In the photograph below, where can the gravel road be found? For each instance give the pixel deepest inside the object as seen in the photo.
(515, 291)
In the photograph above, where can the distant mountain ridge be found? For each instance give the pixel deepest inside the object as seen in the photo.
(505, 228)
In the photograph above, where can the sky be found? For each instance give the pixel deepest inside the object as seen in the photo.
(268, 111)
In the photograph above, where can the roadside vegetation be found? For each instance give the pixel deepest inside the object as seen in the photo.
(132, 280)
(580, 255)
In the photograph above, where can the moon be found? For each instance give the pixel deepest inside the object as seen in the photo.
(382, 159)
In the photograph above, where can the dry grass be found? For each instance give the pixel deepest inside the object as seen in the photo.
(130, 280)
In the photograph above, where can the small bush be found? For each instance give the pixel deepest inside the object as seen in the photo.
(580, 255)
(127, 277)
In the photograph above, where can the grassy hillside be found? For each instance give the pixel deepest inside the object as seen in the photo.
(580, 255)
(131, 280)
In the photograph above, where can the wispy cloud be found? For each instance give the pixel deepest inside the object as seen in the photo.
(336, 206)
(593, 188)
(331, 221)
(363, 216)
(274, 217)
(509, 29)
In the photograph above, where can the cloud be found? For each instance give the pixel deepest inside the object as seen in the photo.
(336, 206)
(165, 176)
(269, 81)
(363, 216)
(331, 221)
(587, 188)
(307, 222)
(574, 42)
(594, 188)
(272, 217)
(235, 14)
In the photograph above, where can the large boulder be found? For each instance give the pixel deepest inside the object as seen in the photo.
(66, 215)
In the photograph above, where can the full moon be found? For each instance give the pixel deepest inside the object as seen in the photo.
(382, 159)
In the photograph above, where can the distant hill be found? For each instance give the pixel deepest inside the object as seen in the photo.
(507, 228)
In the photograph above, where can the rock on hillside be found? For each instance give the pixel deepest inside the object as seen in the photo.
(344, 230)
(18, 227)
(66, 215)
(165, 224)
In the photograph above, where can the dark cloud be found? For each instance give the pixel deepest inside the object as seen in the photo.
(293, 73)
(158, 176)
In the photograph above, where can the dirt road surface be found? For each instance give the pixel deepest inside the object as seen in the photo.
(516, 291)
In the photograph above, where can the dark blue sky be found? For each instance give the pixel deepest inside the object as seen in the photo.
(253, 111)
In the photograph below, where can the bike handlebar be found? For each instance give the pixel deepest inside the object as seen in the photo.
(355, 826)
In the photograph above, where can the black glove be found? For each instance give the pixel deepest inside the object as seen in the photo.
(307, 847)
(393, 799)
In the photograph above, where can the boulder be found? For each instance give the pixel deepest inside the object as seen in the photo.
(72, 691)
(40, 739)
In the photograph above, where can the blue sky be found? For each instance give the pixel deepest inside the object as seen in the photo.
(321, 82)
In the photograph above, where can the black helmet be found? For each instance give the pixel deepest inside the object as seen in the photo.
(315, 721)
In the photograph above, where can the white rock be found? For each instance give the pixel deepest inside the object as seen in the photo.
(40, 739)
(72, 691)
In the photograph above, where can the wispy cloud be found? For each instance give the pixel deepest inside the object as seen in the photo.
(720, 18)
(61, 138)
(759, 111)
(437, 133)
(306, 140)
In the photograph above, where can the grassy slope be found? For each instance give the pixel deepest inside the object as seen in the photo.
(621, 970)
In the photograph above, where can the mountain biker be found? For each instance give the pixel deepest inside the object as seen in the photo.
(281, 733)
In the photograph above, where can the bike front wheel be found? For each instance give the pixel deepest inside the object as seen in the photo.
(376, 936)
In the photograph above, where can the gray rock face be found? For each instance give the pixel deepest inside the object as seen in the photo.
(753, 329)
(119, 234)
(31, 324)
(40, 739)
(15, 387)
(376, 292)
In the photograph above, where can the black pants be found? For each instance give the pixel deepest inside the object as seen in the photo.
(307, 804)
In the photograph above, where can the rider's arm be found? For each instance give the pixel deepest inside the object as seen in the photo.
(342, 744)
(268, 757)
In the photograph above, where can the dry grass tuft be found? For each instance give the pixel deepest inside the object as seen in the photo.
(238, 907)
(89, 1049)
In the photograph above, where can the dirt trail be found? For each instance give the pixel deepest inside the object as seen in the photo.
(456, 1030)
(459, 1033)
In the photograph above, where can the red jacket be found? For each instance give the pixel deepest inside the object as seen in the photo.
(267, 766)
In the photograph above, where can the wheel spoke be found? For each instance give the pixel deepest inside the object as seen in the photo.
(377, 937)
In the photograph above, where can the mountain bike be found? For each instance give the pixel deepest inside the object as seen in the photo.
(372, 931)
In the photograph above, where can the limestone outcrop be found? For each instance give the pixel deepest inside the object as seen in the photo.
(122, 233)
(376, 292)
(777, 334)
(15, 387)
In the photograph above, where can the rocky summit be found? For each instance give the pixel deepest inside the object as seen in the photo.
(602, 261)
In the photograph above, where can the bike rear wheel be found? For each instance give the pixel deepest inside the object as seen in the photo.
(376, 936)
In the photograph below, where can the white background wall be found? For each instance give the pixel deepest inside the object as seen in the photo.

_About this task_
Retype the whole listing above. Please keep it exact.

_Response to this exercise_
In the photograph below, where can the gravel road be found? For each instance give the pixel deepest inside the object as seen in the photo.
(515, 291)
In the photograph above, where can the distant mountain ridge be found? For each instance give the pixel deepest inside the object as seen in the photo.
(505, 228)
In the photograph above, where can the sky be found? For each instance give the pixel deepest inside the object as seen in the photo.
(268, 111)
In the photograph above, where can the roadside vegetation be found? For each instance give the pixel deepest inside the object as seen in the photo.
(132, 280)
(580, 255)
In the photograph above, where can the moon be found? For each instance give the pixel deepest inside the object as seen in the photo.
(382, 159)
In the photograph above, where can the dry grass be found? For each instance give the pixel deepest inside the object as seen in the photo.
(130, 280)
In the photograph above, where can the small bush be found? For each instance give the pixel deepest inside the object as seen in the photo.
(580, 255)
(127, 277)
In the photograph above, where can the grassy hillside be found? For each instance give the pixel deepest inside the object as seen in the photo.
(580, 255)
(131, 280)
In the photograph above, where can the wispy cloud be found? For each instance give the pixel deepest inside the object as seen in the photo.
(336, 206)
(593, 188)
(331, 221)
(363, 216)
(274, 217)
(509, 29)
In the photograph above, where can the cloud be found? For each instance give the pixel deepest inside the object as seen in the photo.
(336, 206)
(165, 176)
(269, 81)
(363, 216)
(331, 221)
(587, 188)
(307, 222)
(574, 42)
(594, 188)
(272, 217)
(235, 14)
In the photograph above, where can the large boulder be found? For each instance give the pixel deepest inside the object as seen in the photo.
(66, 215)
In the photograph above, where can the full moon be found? For each instance give the pixel deepest inside the object as seen in the photo.
(382, 159)
In the photograph above, where can the distant hill be found? For each instance give the pixel deepest inside the object as seen in the photo.
(507, 228)
In the photograph above, where can the rock on hillside be found? For each instance give the pixel deepest inside the object as seen in the photo.
(344, 230)
(18, 227)
(66, 215)
(165, 224)
In the photograph above, where can the dark cloud be found? For each instance give the pixel deepest inside the object as seen in the photo.
(293, 73)
(158, 176)
In the photograph above, where can the dirt road surface be found? For each instance give the pixel deepest inside the object as seen in the photo.
(516, 291)
In the photograph above, where can the dark blue sky be found? For each instance give the pixel deepest inside the object as seen in the photo.
(253, 111)
In the photograph below, where can the bike handlebar be found? For each instance give the pixel deepest inside the object as seen in the photo.
(355, 826)
In the photograph above, where can the black glove be found? For each instance give the pixel deepest inside the object as seen in the photo.
(307, 847)
(393, 799)
In the photograph above, where can the boulder be found? For each instance give the pixel deepest inside the object as seen in the photo.
(72, 691)
(40, 739)
In the photograph above, where can the blue sky be found? For each instance give the pixel deepest inside the object as seen in the photo.
(321, 82)
In the photograph above, where can the black helmet be found? For each instance give the pixel deepest inside the object as seen in the photo.
(315, 721)
In the photograph above, where can the white rock be found? For each instance give the pixel deepest inside the object as seen in the photo.
(40, 739)
(72, 691)
In the photograph above, where can the wispy cloud be found? For each instance give the pixel deepest inside the object as seen in the photo.
(720, 18)
(61, 138)
(759, 111)
(437, 133)
(306, 140)
In the photograph above, where can the grassy slope be found? For each instance give the pixel deepest inside the object as seen in the photo.
(621, 970)
In the photograph above, where can the mountain biker be found? For each instance give the pixel deepest inside the object as seen in the photo.
(281, 733)
In the photograph above, where can the bike front wheel be found? For each instance give the pixel deepest inside the object as seen in the photo.
(376, 936)
In the photograph above, where can the gray rock face be found? For each instance give the pixel deepest inside the object as seen in the photo.
(753, 329)
(119, 234)
(31, 324)
(40, 739)
(15, 387)
(376, 292)
In the photograph above, where can the black pants be found? For each instance give the pixel deepest inside the object as seen in the photo.
(307, 804)
In the photograph above, where can the rider's arm be found? For each instance give the pixel deepest inside the object as seen in the photo.
(342, 744)
(268, 757)
In the photograph above, where can the dry grass tuft be found? For each instance give the pixel deepest inside the object as seen in the photo.
(238, 907)
(89, 1049)
In the photograph above, where can the dirt trail be found? For each instance give the pixel deepest inside the object as seen in the photo.
(456, 1030)
(459, 1033)
In the photograph above, where can the red jacket be found? For each instance give the pixel deepest inside the object as seen in the photo.
(267, 766)
In the photograph above, where can the wheel spoke be found? For each instance give the pixel deepest inside the object as seen in the photo.
(377, 937)
In the photograph above, where can the mountain bike be found? For each instance give the pixel deepest inside the object as seen in the photo.
(372, 931)
In the photograph above, where can the limestone outcrop be found? For each instance give the pixel deepest inside the object as seen in the photo.
(122, 233)
(376, 292)
(777, 334)
(15, 387)
In the photograph above, where can the rocky summit be found? For each instance give the pixel deepest inside the object as seen in the photo.
(602, 261)
In the photograph above, where can the bike rear wheel be found? For each instance give the pixel deepest inside the object as seen in the photo.
(376, 936)
In the photograph below, where can the white background wall be found? For each instance give the pixel deepest inside the object as seen in the photo.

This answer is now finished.